** Extracted records follows **

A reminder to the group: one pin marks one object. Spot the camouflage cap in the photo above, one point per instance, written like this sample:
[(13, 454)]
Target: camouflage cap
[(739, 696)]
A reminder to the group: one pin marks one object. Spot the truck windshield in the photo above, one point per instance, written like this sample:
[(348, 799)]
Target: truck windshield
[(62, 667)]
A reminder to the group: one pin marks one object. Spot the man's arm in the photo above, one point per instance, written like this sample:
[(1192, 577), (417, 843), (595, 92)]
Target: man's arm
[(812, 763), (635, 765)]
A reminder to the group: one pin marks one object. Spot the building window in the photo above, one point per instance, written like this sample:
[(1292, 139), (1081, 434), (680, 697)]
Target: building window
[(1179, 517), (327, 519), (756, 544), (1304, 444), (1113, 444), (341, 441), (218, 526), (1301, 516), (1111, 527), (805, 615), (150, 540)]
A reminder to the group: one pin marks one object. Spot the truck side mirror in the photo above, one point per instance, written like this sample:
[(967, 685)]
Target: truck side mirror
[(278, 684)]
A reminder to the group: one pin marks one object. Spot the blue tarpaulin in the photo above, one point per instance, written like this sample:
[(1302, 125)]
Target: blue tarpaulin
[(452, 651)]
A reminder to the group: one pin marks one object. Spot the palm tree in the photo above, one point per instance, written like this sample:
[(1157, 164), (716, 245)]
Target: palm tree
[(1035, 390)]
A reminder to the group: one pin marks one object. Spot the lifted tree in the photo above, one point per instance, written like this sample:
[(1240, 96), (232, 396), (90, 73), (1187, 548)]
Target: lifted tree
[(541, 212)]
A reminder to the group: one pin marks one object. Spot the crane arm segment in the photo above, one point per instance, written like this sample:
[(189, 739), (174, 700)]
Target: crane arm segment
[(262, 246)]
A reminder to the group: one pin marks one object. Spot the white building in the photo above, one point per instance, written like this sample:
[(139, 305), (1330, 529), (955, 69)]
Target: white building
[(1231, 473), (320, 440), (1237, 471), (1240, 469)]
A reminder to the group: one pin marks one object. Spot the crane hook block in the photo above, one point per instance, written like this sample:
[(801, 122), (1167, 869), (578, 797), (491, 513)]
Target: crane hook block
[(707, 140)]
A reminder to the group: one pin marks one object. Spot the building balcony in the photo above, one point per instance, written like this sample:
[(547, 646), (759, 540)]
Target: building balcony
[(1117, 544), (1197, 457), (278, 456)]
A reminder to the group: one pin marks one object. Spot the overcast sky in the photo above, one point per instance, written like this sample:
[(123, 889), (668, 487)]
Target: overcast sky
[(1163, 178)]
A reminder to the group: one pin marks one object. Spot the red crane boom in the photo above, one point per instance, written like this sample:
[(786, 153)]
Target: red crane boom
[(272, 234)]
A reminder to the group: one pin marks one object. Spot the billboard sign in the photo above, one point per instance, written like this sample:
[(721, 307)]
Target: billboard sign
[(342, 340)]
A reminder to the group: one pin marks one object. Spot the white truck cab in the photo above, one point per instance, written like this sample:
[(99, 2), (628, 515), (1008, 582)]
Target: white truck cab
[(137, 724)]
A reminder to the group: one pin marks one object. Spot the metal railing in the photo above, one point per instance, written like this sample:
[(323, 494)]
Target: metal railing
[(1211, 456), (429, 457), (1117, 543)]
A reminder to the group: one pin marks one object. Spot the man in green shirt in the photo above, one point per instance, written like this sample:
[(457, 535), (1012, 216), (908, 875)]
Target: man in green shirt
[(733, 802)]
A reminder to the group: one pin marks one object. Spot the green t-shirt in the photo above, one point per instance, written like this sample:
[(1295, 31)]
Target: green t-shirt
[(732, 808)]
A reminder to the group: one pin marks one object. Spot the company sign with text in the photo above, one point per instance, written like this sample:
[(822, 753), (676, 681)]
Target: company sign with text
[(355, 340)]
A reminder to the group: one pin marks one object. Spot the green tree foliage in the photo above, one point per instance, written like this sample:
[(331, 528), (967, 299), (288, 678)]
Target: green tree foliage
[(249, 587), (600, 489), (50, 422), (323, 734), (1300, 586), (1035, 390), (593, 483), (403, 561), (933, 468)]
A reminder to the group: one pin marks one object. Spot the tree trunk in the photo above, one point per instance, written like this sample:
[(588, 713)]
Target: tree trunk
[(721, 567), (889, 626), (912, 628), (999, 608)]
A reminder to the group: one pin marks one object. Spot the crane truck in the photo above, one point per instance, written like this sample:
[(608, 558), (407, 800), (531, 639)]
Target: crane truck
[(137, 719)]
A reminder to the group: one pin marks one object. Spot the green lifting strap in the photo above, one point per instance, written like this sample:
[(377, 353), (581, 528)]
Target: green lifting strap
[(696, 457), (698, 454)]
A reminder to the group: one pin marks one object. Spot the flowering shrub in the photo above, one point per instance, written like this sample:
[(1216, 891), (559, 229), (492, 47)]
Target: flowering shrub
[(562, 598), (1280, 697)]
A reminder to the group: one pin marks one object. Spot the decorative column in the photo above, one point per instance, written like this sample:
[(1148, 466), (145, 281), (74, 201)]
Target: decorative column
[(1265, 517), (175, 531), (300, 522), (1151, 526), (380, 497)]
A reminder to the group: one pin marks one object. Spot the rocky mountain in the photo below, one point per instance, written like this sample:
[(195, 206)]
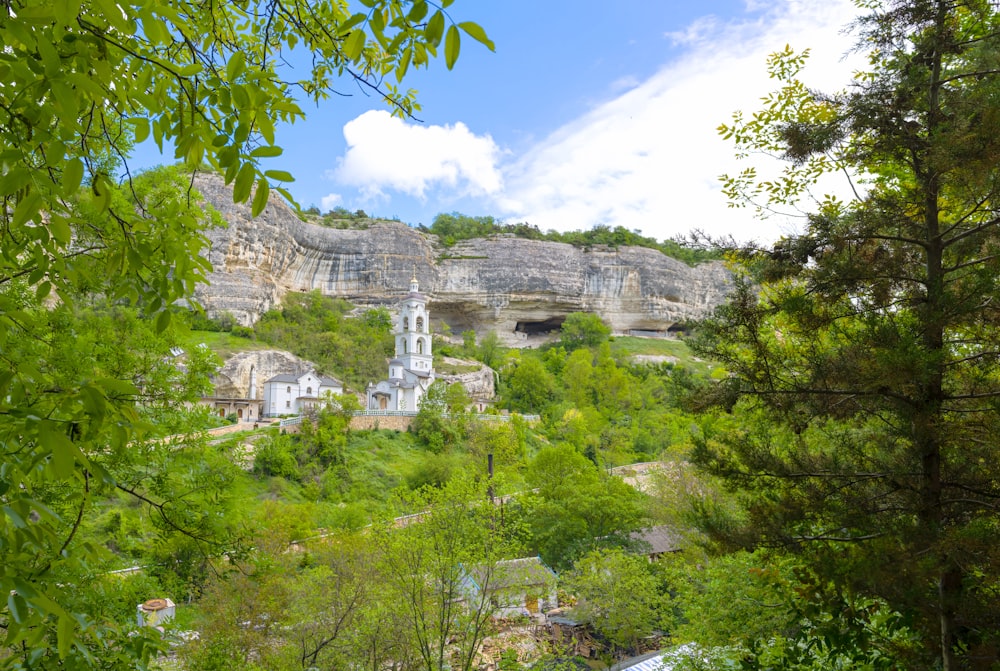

** End of Extracted records **

▶ _Task statement_:
Retype the whole listing word for word. Skip the pictures.

▶ _The answer_:
A reminder to the group: one pin marks one object. Spot the camouflage cap in the photo above, one point per instance, written like this sample:
[(13, 454)]
Target: camouflage cap
[(739, 696)]
A reminder to the group: one pin marks one object. Spot the truck windshield in the photo above, one point per instance, written like this sample:
[(348, 799)]
Target: truck windshield
[(62, 667)]
A reminder to the group: one pin marks one object. Spot the man's arm in the photo above, one point per instance, written like this sample:
[(1192, 577), (417, 843), (595, 92)]
Target: man's arm
[(812, 763), (635, 765)]
A reminder to the group: one pin marks one object. Spot the building window in the photo above, one point per instance, written like this sample:
[(1292, 139), (1081, 434), (680, 697)]
Target: building window
[(1179, 517), (327, 519), (756, 544), (1304, 444), (1113, 444), (341, 441), (218, 526), (1301, 516), (1111, 527), (805, 615), (150, 540)]
A reminder to the group: one pin marks one object. Spot the truck side mirror in the photo above, one point per instance, written like this sample:
[(967, 685)]
Target: truck side mirror
[(278, 684)]
A reminder to the group: one pin marks one object. Spot the blue tarpaulin in the photo above, one point per instance, written like this sample:
[(1302, 125)]
Target: blue tarpaulin
[(452, 651)]
A reminder to the group: one pin marks one object. Spot the palm tree in the photo above, one point per instance, written like this sample:
[(1157, 164), (716, 245)]
Target: palm tree
[(1035, 390)]
A reminder to the group: one pin marks one object. Spot the lifted tree in the photo above, one point per instance, written like this sample:
[(1240, 96), (232, 396), (90, 73), (1187, 548)]
Target: lifted tree
[(541, 212)]
A reminder to the group: one pin marks one object. Spot the crane arm segment in the photo above, one point per instance, written like this sample:
[(189, 739), (174, 700)]
Target: crane arm segment
[(262, 246)]
A reminder to the group: one pin marks one object. Spot the white building in the photo above, one point per instance, written like this sample:
[(139, 305), (1330, 529), (955, 69)]
Target: white building
[(1231, 473), (320, 440), (1237, 471), (1240, 469)]
A reminder to the group: one pin marks one object. Spot the crane hook block in the photo above, one point per instance, written like this sample:
[(801, 122), (1167, 869), (578, 797), (491, 513)]
Target: crane hook block
[(707, 140)]
A reminder to the group: one pin marks one object. Spot the building balcony in the photo above, one point per instance, written like this sample:
[(547, 646), (759, 540)]
Target: building balcony
[(1117, 544), (1197, 457), (278, 456)]
A reminder to the group: one pin marks one object. Spot the overcast sky in the photo above, one point per instance, written like this sample:
[(123, 889), (668, 487)]
Target: overcast sky
[(1163, 178)]
A reminder to the group: one pin marks one object. Spot the red crane boom in the photo above, one point per instance, written like this sample:
[(786, 153)]
Target: red crane boom
[(272, 234)]
A reminder to the group: one pin marks one object. Spot the billboard sign in the photo above, one point per instance, written like this sample:
[(721, 307)]
Target: billboard sign
[(342, 340)]
A reminder to the group: one pin marks one object. Spot the white truck cab in the photo above, one point per instance, written like this sample:
[(99, 2), (628, 515), (1008, 582)]
Target: white truck cab
[(137, 724)]
A reminder to the group: one pin marks one object. Spot the metal railing in the photo above, one point per instance, written like this sample:
[(323, 494)]
Target: metal railing
[(1211, 456), (429, 457), (1117, 543)]
A reminder to the group: one pin marks one object. Spot the man in green shirt in the photo above, one point per instance, written like this sample:
[(457, 535), (1012, 216), (908, 875)]
Target: man in green shirt
[(733, 802)]
A reminder to the group: one pin marks one object. Spot the green t-shirt in the photo above, one point per instance, written like this sample:
[(1295, 31)]
Target: green t-shirt
[(732, 808)]
A reminder to the group: one pin marks one object. Spot the company sign with text in the photo above, one point per instance, written like this sample:
[(822, 753), (676, 681)]
Target: company sign with text
[(355, 340)]
A reminder to the group: one pin marks one object. Spot the green tree foliage in the photo above, one point per instance, written like this sample:
[(331, 528), (967, 299), (288, 678)]
Target: green tree foliage
[(249, 587), (600, 489), (50, 422), (323, 734), (1300, 586), (1035, 390), (593, 483), (403, 561), (933, 468)]
A reminder to the group: one pin marks one object. Spot the tree trunk in the photo above, one point per instance, written like this sample:
[(588, 713)]
Target: tree trunk
[(721, 567), (889, 626), (912, 628), (999, 608)]
A reminder to the group: one pin marks one object. Spot the crane truck in the photo above, one point per instance, written like this sample:
[(608, 558), (407, 800), (531, 639)]
Target: crane truck
[(137, 719)]
A reminder to the group: one pin marks one object. Spot the green lifting strap in the photo above, one point per instance, written like this sample:
[(377, 353), (581, 528)]
Target: green lifting strap
[(696, 457), (698, 454)]
A reminder to the group: one pin marks one object. Spot the flowering shrub in the photo above, one point per instance, written like this sample:
[(1216, 891), (559, 229), (492, 47)]
Target: flowering shrub
[(562, 598), (1280, 697)]
A reminder to the group: one pin marks one object. Spot the decorative column in the photo above, one point per instance, written like this sample:
[(1148, 466), (145, 281), (74, 201)]
Target: decorative column
[(1265, 517), (175, 531), (300, 522), (1151, 526), (380, 497)]
A reminder to the group: one pin marks one object. Spot the rocky mountain in the photo below, one point per instance, written like this sample:
[(195, 206)]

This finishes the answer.